Adolphus Dexter (1841-70) graduated from the Naval Academy and served in the Civil War. Afterward, he married a New Yorker, settled into a mansion in New Rochelle, N.Y., and had a daughter named Bertha in 1868. His cause of death is listed as typhoid pneumonia, but an Aug. 24, 1870, Enquirer story quotes a New York Sun report that Adolphus had been overexposed to the sun, fell ill and shot himself in the head at his home. “Possibly his brain had been affected by the excessive heat,” the Sun reported. He is buried in Green-Wood Cemetery in Brooklyn.
The Dexter Chapel Mausoleum
With the death of liquor baron Edmund Dexter and the end of the Civil War, renowned Cincinnati architect James Keyes Wilson created a magnificent Gothic Revival funerary chapel and mausoleum for the family at Spring Grove Cemetery in 1869. It took him four years, from 1865 to 1869, to design and build which may have been inspired by the famous Parisian church, Sainte-Chapelle or the Chinchester Cathedral in England. The flying buttresses and pure size make the mausoleum unique and a popular site to visit.
Behind the locked door to the top level is a marble-lined chapel that is 12 feet wide, 30 feet long and 34 feet high. The lower level crypts contain 12 marble catacombs where four generations of Dexters reside. Up to 20 people from the family are buried within. There is even an unused lift or elevator within. In the 1870s, buggy-riding Cincinnatians swarmed the cemetery to see the structure according to a report in The Cincinnati Enquirer.

Provided data:
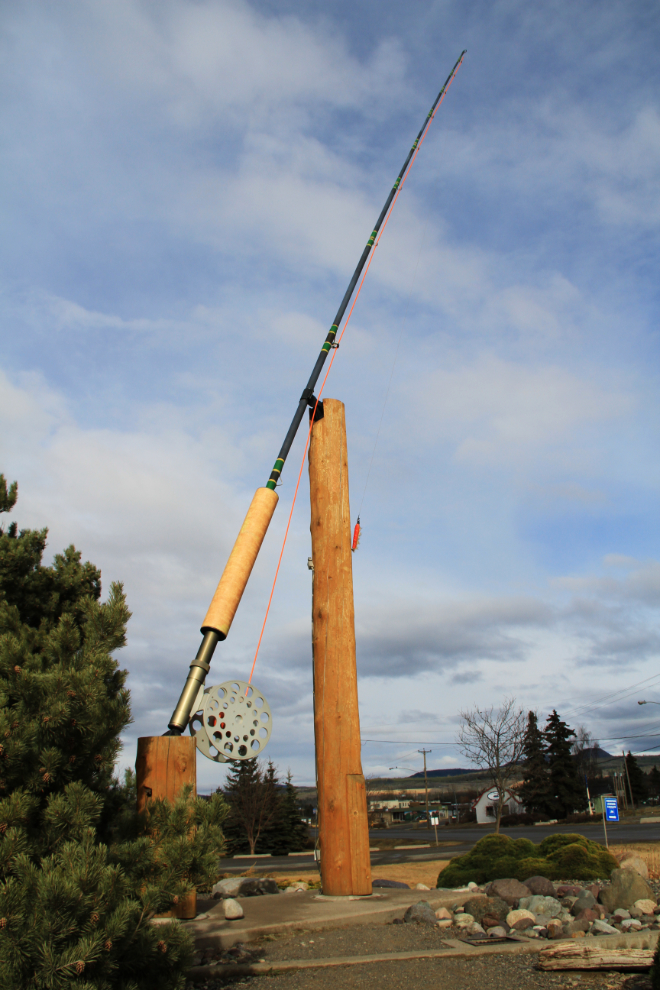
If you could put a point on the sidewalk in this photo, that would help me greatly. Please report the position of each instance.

Your tasks:
[a] According to the passage on the Dexter family, how long did James Keyes Wilson take to design and build the chapel and mausoleum?
[b] Rewrite the part of the passage on the Dexter family that opens with "The Dexter Chapel" and closes with "site to visit.", putting "Neo-Gothic" in place of "Gothic Revival".
[c] Turn the paragraph of the passage on the Dexter family that begins "Behind the locked door to the top level" into a short list that keeps its main facts.

Task-by-task results:
[a] Four years, from 1865 to 1869.

[b]
The Dexter Chapel Mausoleum
With the death of liquor baron Edmund Dexter and the end of the Civil War, renowned Cincinnati architect James Keyes Wilson created a magnificent Neo-Gothic funerary chapel and mausoleum for the family at Spring Grove Cemetery in 1869. It took him four years, from 1865 to 1869, to design and build which may have been inspired by the famous Parisian church, Sainte-Chapelle or the Chinchester Cathedral in England. The flying buttresses and pure size make the mausoleum unique and a popular site to visit.

[c]
- Top level, behind a locked door: a marble-lined chapel 12 feet wide, 30 feet long and 34 feet high
- Lower level: 12 marble catacombs holding four generations of Dexters
- Up to 20 family members buried within
- An unused lift or elevator inside
- In the 1870s, buggy-riding Cincinnatians flocked to see it, according to The Cincinnati Enquirer